Job
Identify every line of the rows that contains the word "yellow", and copy each such line in full.

=======

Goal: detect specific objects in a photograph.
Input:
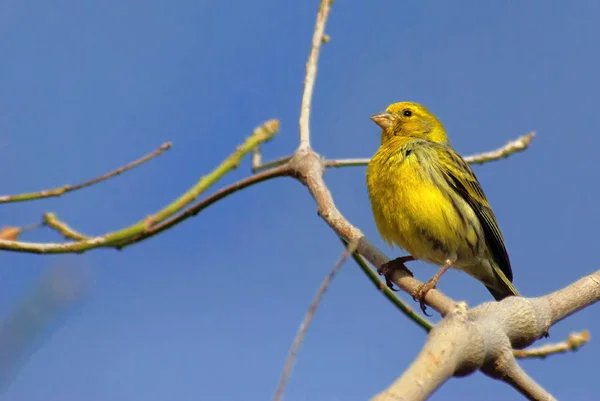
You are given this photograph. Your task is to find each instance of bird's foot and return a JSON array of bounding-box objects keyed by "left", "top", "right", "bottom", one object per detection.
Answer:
[
  {"left": 412, "top": 279, "right": 437, "bottom": 316},
  {"left": 377, "top": 255, "right": 415, "bottom": 291}
]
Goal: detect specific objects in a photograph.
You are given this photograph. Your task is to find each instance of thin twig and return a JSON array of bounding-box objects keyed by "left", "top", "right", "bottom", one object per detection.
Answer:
[
  {"left": 513, "top": 330, "right": 590, "bottom": 359},
  {"left": 44, "top": 213, "right": 90, "bottom": 241},
  {"left": 0, "top": 120, "right": 279, "bottom": 254},
  {"left": 0, "top": 142, "right": 171, "bottom": 203},
  {"left": 298, "top": 0, "right": 332, "bottom": 151},
  {"left": 324, "top": 132, "right": 535, "bottom": 168},
  {"left": 340, "top": 238, "right": 433, "bottom": 332},
  {"left": 465, "top": 132, "right": 535, "bottom": 164},
  {"left": 117, "top": 165, "right": 291, "bottom": 249},
  {"left": 252, "top": 151, "right": 292, "bottom": 173},
  {"left": 252, "top": 132, "right": 535, "bottom": 173},
  {"left": 273, "top": 238, "right": 357, "bottom": 401}
]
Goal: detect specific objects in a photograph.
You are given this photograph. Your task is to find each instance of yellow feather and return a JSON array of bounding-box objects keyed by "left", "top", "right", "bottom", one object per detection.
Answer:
[{"left": 367, "top": 102, "right": 518, "bottom": 299}]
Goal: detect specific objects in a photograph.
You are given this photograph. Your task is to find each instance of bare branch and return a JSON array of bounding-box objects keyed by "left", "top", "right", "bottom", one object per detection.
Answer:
[
  {"left": 117, "top": 165, "right": 291, "bottom": 249},
  {"left": 0, "top": 142, "right": 171, "bottom": 203},
  {"left": 465, "top": 132, "right": 535, "bottom": 164},
  {"left": 0, "top": 120, "right": 279, "bottom": 253},
  {"left": 298, "top": 0, "right": 332, "bottom": 151},
  {"left": 322, "top": 132, "right": 535, "bottom": 168},
  {"left": 342, "top": 239, "right": 433, "bottom": 332},
  {"left": 273, "top": 239, "right": 356, "bottom": 401},
  {"left": 44, "top": 213, "right": 90, "bottom": 241},
  {"left": 290, "top": 150, "right": 455, "bottom": 315},
  {"left": 252, "top": 151, "right": 292, "bottom": 173},
  {"left": 374, "top": 270, "right": 600, "bottom": 401},
  {"left": 513, "top": 330, "right": 590, "bottom": 359}
]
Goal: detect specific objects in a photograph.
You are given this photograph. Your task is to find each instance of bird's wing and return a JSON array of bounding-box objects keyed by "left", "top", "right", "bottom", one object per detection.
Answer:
[{"left": 438, "top": 145, "right": 512, "bottom": 282}]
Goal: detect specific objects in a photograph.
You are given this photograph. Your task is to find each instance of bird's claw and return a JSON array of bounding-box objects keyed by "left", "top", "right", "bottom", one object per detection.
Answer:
[
  {"left": 412, "top": 280, "right": 436, "bottom": 316},
  {"left": 377, "top": 256, "right": 414, "bottom": 291}
]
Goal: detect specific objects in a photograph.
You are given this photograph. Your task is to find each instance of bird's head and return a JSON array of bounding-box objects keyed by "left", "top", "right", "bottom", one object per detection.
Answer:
[{"left": 371, "top": 102, "right": 448, "bottom": 145}]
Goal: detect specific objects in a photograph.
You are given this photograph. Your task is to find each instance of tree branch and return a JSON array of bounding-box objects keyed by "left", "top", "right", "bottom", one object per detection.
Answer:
[
  {"left": 373, "top": 270, "right": 600, "bottom": 401},
  {"left": 273, "top": 239, "right": 356, "bottom": 401},
  {"left": 298, "top": 0, "right": 332, "bottom": 151},
  {"left": 0, "top": 142, "right": 171, "bottom": 203},
  {"left": 0, "top": 120, "right": 279, "bottom": 254},
  {"left": 513, "top": 330, "right": 590, "bottom": 359},
  {"left": 252, "top": 132, "right": 535, "bottom": 173}
]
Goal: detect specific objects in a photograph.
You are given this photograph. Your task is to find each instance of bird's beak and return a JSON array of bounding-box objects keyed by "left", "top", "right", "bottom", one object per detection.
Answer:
[{"left": 371, "top": 111, "right": 394, "bottom": 129}]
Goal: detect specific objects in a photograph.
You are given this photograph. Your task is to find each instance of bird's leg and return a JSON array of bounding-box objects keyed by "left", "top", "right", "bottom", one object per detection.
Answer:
[
  {"left": 377, "top": 255, "right": 415, "bottom": 291},
  {"left": 413, "top": 259, "right": 454, "bottom": 316}
]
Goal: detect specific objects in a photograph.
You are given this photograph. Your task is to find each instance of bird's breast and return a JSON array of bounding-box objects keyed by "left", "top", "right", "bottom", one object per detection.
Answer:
[{"left": 367, "top": 145, "right": 482, "bottom": 264}]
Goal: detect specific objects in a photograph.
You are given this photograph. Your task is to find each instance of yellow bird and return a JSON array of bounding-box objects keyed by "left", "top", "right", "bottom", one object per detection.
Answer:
[{"left": 367, "top": 102, "right": 519, "bottom": 308}]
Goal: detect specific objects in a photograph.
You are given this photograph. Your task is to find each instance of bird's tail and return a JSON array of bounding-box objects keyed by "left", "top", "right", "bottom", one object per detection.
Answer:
[{"left": 486, "top": 265, "right": 520, "bottom": 301}]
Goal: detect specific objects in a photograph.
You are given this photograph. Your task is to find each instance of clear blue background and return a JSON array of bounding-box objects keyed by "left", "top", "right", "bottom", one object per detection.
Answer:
[{"left": 0, "top": 0, "right": 600, "bottom": 401}]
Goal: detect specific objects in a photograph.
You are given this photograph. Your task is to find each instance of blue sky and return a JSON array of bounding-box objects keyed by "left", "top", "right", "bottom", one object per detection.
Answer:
[{"left": 0, "top": 0, "right": 600, "bottom": 401}]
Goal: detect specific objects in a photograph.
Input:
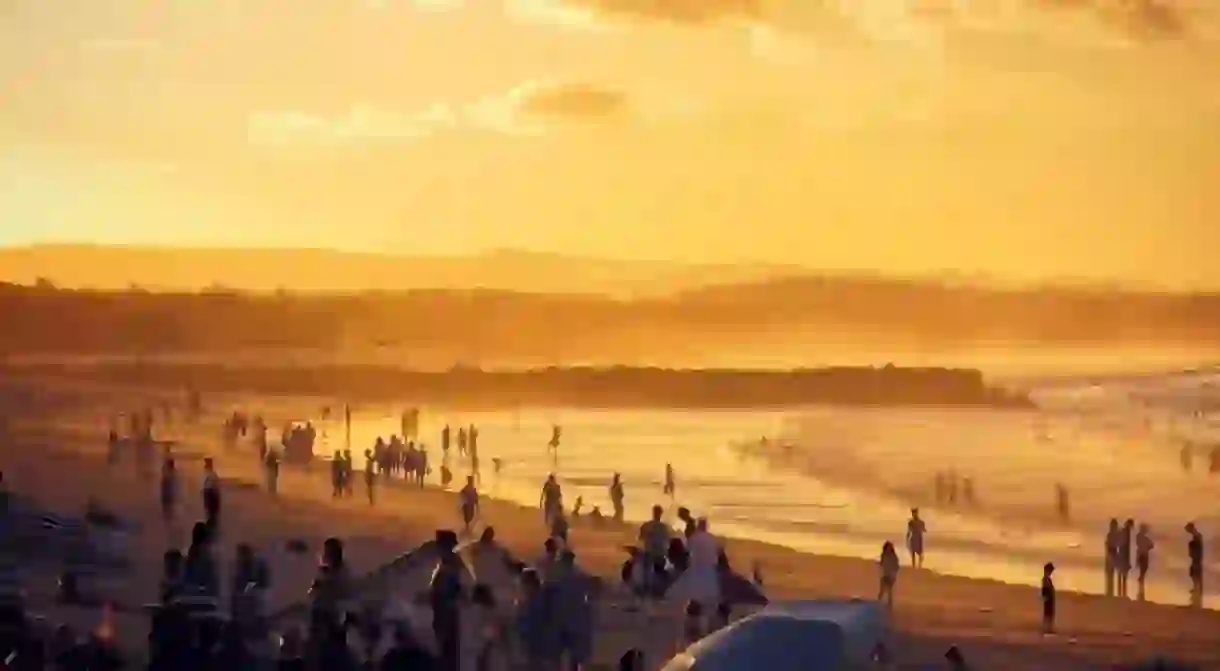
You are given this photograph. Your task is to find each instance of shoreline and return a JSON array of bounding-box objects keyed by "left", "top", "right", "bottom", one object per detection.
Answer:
[
  {"left": 0, "top": 362, "right": 1037, "bottom": 410},
  {"left": 2, "top": 380, "right": 1220, "bottom": 671}
]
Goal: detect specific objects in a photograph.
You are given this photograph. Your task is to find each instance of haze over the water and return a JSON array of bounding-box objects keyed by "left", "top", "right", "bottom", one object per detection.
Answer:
[{"left": 0, "top": 0, "right": 1220, "bottom": 288}]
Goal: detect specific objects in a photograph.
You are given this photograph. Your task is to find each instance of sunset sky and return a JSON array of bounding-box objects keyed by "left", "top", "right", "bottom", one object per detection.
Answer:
[{"left": 0, "top": 0, "right": 1220, "bottom": 287}]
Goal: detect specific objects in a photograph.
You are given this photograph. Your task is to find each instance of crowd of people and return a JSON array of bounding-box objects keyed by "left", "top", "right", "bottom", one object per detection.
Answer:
[{"left": 0, "top": 390, "right": 1203, "bottom": 671}]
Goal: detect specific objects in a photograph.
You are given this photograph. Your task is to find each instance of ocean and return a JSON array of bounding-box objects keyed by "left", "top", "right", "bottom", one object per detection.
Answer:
[{"left": 318, "top": 371, "right": 1220, "bottom": 606}]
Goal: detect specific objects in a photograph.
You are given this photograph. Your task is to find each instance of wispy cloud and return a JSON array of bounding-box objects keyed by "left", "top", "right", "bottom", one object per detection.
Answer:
[
  {"left": 246, "top": 82, "right": 628, "bottom": 146},
  {"left": 519, "top": 83, "right": 628, "bottom": 121},
  {"left": 81, "top": 38, "right": 160, "bottom": 52}
]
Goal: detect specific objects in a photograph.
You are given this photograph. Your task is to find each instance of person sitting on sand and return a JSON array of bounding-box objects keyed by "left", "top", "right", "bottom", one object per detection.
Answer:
[
  {"left": 906, "top": 508, "right": 927, "bottom": 569},
  {"left": 1136, "top": 525, "right": 1157, "bottom": 601},
  {"left": 458, "top": 476, "right": 478, "bottom": 536},
  {"left": 1042, "top": 561, "right": 1055, "bottom": 633},
  {"left": 877, "top": 540, "right": 900, "bottom": 610}
]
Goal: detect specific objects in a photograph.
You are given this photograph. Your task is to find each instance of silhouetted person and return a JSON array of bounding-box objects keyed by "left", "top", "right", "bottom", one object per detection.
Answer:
[
  {"left": 944, "top": 645, "right": 970, "bottom": 671},
  {"left": 428, "top": 531, "right": 465, "bottom": 671},
  {"left": 1104, "top": 519, "right": 1122, "bottom": 597},
  {"left": 203, "top": 456, "right": 221, "bottom": 533},
  {"left": 458, "top": 476, "right": 478, "bottom": 534},
  {"left": 1136, "top": 525, "right": 1157, "bottom": 601},
  {"left": 639, "top": 505, "right": 670, "bottom": 595},
  {"left": 877, "top": 540, "right": 900, "bottom": 610},
  {"left": 1042, "top": 561, "right": 1055, "bottom": 633},
  {"left": 1186, "top": 522, "right": 1203, "bottom": 608},
  {"left": 1055, "top": 482, "right": 1071, "bottom": 523},
  {"left": 161, "top": 459, "right": 178, "bottom": 522},
  {"left": 610, "top": 473, "right": 625, "bottom": 522},
  {"left": 365, "top": 450, "right": 377, "bottom": 505},
  {"left": 378, "top": 625, "right": 437, "bottom": 671},
  {"left": 906, "top": 508, "right": 927, "bottom": 569},
  {"left": 1115, "top": 519, "right": 1136, "bottom": 598}
]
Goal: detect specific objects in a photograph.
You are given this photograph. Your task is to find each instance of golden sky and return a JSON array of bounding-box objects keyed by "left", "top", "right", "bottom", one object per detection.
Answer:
[{"left": 0, "top": 0, "right": 1220, "bottom": 287}]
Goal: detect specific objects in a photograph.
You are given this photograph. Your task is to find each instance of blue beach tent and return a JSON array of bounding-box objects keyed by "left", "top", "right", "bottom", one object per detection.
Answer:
[{"left": 662, "top": 600, "right": 887, "bottom": 671}]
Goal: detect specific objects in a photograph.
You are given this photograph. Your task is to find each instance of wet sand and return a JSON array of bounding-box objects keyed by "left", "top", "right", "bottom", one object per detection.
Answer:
[{"left": 0, "top": 387, "right": 1220, "bottom": 671}]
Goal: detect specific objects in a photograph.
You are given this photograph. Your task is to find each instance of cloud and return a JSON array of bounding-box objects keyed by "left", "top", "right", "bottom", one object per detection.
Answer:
[
  {"left": 519, "top": 83, "right": 628, "bottom": 121},
  {"left": 556, "top": 0, "right": 765, "bottom": 24}
]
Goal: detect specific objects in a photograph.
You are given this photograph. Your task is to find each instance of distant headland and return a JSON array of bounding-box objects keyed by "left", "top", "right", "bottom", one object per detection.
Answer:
[{"left": 0, "top": 361, "right": 1035, "bottom": 410}]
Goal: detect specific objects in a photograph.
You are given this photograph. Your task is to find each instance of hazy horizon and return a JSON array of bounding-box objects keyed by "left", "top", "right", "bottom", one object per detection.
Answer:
[{"left": 0, "top": 0, "right": 1220, "bottom": 289}]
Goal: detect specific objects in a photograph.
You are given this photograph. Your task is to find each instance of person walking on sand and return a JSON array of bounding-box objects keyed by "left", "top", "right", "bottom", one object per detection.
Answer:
[
  {"left": 906, "top": 508, "right": 927, "bottom": 569},
  {"left": 610, "top": 473, "right": 623, "bottom": 522},
  {"left": 877, "top": 540, "right": 900, "bottom": 610},
  {"left": 459, "top": 476, "right": 478, "bottom": 536},
  {"left": 1115, "top": 519, "right": 1136, "bottom": 599},
  {"left": 1055, "top": 482, "right": 1071, "bottom": 523},
  {"left": 203, "top": 456, "right": 221, "bottom": 534},
  {"left": 1103, "top": 517, "right": 1121, "bottom": 597},
  {"left": 365, "top": 450, "right": 377, "bottom": 505},
  {"left": 1186, "top": 522, "right": 1203, "bottom": 608},
  {"left": 1042, "top": 561, "right": 1055, "bottom": 633},
  {"left": 1136, "top": 525, "right": 1157, "bottom": 601}
]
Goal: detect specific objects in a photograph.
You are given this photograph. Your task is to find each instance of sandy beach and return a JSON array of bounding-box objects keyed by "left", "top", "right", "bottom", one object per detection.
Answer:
[{"left": 0, "top": 381, "right": 1220, "bottom": 671}]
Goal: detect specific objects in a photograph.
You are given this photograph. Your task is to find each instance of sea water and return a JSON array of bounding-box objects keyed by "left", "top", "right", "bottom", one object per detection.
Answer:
[{"left": 318, "top": 376, "right": 1220, "bottom": 612}]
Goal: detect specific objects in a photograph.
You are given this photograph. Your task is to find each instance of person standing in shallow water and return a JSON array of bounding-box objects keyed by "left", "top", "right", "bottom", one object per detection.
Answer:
[
  {"left": 610, "top": 473, "right": 623, "bottom": 522},
  {"left": 1042, "top": 561, "right": 1055, "bottom": 633},
  {"left": 906, "top": 508, "right": 927, "bottom": 569},
  {"left": 1186, "top": 522, "right": 1203, "bottom": 608},
  {"left": 877, "top": 540, "right": 900, "bottom": 610},
  {"left": 1136, "top": 525, "right": 1157, "bottom": 601}
]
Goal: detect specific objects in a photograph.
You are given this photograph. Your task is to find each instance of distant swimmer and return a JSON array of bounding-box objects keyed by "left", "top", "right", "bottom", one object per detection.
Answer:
[{"left": 906, "top": 508, "right": 927, "bottom": 569}]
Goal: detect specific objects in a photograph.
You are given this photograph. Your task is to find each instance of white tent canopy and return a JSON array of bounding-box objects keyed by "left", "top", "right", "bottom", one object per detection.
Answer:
[{"left": 662, "top": 600, "right": 887, "bottom": 671}]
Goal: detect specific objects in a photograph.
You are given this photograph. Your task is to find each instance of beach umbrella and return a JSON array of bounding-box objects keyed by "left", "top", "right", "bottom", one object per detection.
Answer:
[{"left": 662, "top": 600, "right": 887, "bottom": 671}]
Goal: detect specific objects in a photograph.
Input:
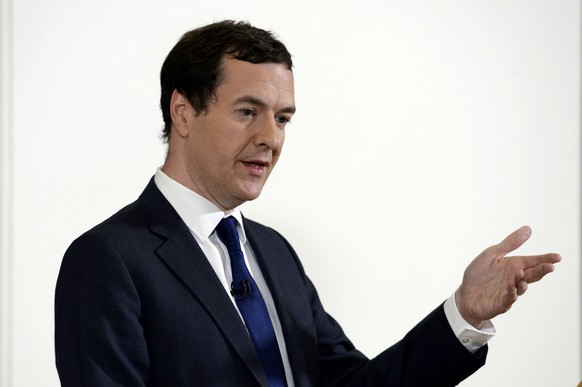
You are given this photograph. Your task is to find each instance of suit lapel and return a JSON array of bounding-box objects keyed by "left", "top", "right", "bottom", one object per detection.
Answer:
[
  {"left": 244, "top": 219, "right": 313, "bottom": 387},
  {"left": 140, "top": 179, "right": 268, "bottom": 386}
]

=======

The output
You are given this photograph. Your task is to find each instance of yellow feather and return a JSON array of bounding-box objects keyed by "left", "top", "right", "bottom", one object per detection.
You are given this photograph. Your task is to find each instance of yellow bird and return a JSON array of bounding-box objects keyed by "left", "top", "right", "bottom", one object per detection.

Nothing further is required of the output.